◆ **WHAT IS REQUIRED**:
Repeat the listing in full, word for word.

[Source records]
================
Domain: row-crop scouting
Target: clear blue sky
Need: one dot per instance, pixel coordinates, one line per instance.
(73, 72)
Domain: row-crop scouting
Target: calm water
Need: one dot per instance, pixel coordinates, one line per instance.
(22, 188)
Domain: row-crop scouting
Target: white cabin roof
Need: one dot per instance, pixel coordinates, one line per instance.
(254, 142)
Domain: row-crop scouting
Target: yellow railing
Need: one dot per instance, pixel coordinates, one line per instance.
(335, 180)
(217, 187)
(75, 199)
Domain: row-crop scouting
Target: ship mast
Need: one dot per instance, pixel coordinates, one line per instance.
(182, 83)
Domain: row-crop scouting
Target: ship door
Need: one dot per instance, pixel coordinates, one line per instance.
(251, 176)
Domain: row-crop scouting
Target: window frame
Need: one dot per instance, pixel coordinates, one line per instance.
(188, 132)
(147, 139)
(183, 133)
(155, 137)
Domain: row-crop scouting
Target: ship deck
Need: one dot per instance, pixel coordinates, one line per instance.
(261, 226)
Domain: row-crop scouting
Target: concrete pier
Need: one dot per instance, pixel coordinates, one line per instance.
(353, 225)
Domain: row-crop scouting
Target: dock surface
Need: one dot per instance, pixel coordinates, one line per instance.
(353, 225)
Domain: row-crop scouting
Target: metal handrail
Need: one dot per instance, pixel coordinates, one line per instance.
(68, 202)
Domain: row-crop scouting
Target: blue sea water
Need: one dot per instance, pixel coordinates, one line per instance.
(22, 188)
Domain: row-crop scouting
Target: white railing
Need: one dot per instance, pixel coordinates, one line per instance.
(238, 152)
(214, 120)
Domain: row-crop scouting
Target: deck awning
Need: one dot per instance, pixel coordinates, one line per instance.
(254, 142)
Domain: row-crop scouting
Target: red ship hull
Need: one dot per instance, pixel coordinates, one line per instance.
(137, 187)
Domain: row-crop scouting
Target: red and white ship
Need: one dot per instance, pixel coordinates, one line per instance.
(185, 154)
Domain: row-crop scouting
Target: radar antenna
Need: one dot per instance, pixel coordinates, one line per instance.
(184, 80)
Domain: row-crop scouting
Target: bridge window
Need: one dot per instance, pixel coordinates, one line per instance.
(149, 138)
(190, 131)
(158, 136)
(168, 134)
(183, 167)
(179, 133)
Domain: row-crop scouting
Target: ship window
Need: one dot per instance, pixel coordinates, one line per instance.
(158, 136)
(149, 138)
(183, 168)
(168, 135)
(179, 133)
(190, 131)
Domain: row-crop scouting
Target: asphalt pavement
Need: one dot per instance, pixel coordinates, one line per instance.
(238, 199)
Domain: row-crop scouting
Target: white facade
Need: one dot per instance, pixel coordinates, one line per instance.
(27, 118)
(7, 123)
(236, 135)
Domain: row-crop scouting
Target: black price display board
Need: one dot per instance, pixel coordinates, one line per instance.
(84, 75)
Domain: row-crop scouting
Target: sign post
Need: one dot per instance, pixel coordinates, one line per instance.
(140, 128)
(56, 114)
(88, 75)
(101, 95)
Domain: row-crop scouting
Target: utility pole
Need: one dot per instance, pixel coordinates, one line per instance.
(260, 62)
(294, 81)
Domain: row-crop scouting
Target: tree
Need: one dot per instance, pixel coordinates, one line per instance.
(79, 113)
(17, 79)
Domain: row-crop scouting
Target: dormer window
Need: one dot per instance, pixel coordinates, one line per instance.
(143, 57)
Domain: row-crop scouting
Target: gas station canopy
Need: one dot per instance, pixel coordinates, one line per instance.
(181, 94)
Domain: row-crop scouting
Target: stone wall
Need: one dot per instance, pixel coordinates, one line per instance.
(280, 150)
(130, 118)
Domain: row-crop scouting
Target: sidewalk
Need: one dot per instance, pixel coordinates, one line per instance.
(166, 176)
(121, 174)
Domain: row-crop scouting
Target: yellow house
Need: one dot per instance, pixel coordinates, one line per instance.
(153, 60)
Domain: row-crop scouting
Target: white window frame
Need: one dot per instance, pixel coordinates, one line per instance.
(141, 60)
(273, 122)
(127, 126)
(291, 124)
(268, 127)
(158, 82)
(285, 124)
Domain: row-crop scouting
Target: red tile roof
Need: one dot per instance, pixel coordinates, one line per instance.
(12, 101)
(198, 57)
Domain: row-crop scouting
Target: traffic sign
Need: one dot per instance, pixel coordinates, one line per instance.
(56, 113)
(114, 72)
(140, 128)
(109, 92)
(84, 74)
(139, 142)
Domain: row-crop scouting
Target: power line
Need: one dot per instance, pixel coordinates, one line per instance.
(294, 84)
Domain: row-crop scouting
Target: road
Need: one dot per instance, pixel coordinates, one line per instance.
================
◆ **RESULT FOR THIS EXERCISE**:
Domain: row-crop scouting
Target: clear blue sky
Need: one dot per instance, pixel coordinates, one line per instance.
(73, 72)
Domain: row-crop scouting
Target: calm water
Need: one dot per instance, pixel coordinates, one line per instance.
(22, 188)
Domain: row-crop scouting
Target: white cabin roof
Need: one dot per instance, pixel coordinates, one line per instance.
(254, 142)
Domain: row-crop scouting
Target: yellow railing
Need: one dot per instance, pixel coordinates, one line per instance.
(335, 180)
(217, 187)
(75, 199)
Domain: row-crop scouting
Target: ship mast
Need: one dot per instance, pixel coordinates, one line per instance.
(182, 83)
Domain: row-crop scouting
Target: ship door
Need: one dot per instance, pixel coordinates, one line per instance.
(251, 176)
Domain: row-crop scouting
Target: window frame
Need: one dot per instance, pixel coordinates, one line per instance.
(188, 132)
(147, 139)
(183, 133)
(155, 137)
Domain: row-crop scouting
Target: ship deck
Need: one dot per instance, pixel coordinates, one line per instance.
(261, 226)
Domain: row-crop scouting
Target: concrete pier
Need: one dot per instance, pixel coordinates, one line per instance.
(353, 225)
Domain: row-crop scouting
Target: dock surface
Need: one dot per instance, pixel coordinates, one line per instance.
(353, 225)
Domain: row-crop scouting
Target: metal handrail
Need: one dot per instance, pixel coordinates, one line per instance.
(68, 202)
Domain: row-crop scouting
Target: blue sea water
Need: one dot per instance, pixel coordinates, one line per instance.
(22, 188)
Domain: row-crop scouting
Target: white railing
Need: one dot per instance, pixel coordinates, one line per instance.
(238, 152)
(214, 120)
Domain: row-crop scouting
Target: deck awning
Need: one dot per instance, pixel coordinates, one line per instance.
(254, 142)
Domain: row-crop scouting
Target: red ship hull
Need: one dot per instance, pixel coordinates, one line per instance.
(137, 187)
Domain: row-crop scouting
Target: red and white ship
Need: one dot per instance, pixel coordinates, one line per instance.
(185, 154)
Domain: row-crop scouting
Target: radar antenna
Need: one dot per instance, pixel coordinates, one line per instance.
(184, 80)
Domain: row-crop scouting
Target: bridge window
Need: one dot per instance, pixel coordinates, one line per instance.
(149, 138)
(190, 131)
(158, 136)
(168, 134)
(183, 167)
(179, 133)
Domain: row-crop scouting
Target: ship window
Need: one dot per instance, pixel coordinates, one line per instance.
(158, 136)
(149, 138)
(183, 168)
(168, 135)
(179, 133)
(190, 131)
Domain: row-crop scouting
Target: asphalt pavement
Need: one dot per instance, pixel coordinates, one line per instance.
(238, 199)
Domain: row-crop scouting
Target: white facade
Need: one dot per instance, pixel coordinates, one line per instance.
(27, 118)
(7, 123)
(236, 135)
Domain: row-crop scouting
Target: black price display board
Need: one dot per instance, pixel coordinates, one line per instance.
(84, 75)
Domain: row-crop scouting
Target: sign post
Need: one dot per instance, pixel coordinates, one line per instance.
(140, 128)
(56, 114)
(88, 75)
(101, 95)
Domain: row-crop scouting
Target: utility pole
Need: one dot per instance, pixel coordinates, one line per instance.
(260, 62)
(294, 81)
Domain: row-crop scouting
Target: tree
Need: one dot per instance, pixel coordinates, one line per instance.
(79, 113)
(17, 79)
Domain: row-crop scouting
Target: dormer window
Need: one dot per instance, pixel coordinates, one line per instance.
(143, 57)
Domain: row-crop scouting
Target: gas station canopy
Need: one dot per instance, pixel coordinates, one line per instance.
(181, 94)
Domain: row-crop scouting
Target: stone wall
Need: one dot per instance, pixel coordinates, one line per instance.
(280, 150)
(130, 118)
Domain: row-crop scouting
Target: sidewalk
Need: one dot per instance, pixel coordinates, one line per instance.
(166, 176)
(121, 174)
Domain: row-crop scouting
Target: yellow house
Need: one dot per instance, pixel coordinates, one line per instance.
(153, 60)
Domain: row-crop scouting
Target: white window frame
Need: one dot per instance, pixel coordinates, one line per instance.
(141, 60)
(273, 122)
(127, 126)
(291, 124)
(268, 127)
(158, 82)
(285, 124)
Domain: row-crop scouting
Target: red tile roof
Need: one dot per instance, pixel coordinates, one line per instance.
(12, 101)
(198, 57)
Domain: row-crop scouting
Target: traffic sign
Need: one dot per instance, pixel coordinates, one line per instance.
(56, 113)
(114, 72)
(140, 128)
(109, 92)
(84, 74)
(139, 142)
Domain: row-crop scouting
Target: power line
Need: one dot per instance, pixel coordinates, one line per instance.
(294, 84)
Domain: row-crop scouting
Target: road
Need: one dot per instance, pixel coordinates, one line per instance.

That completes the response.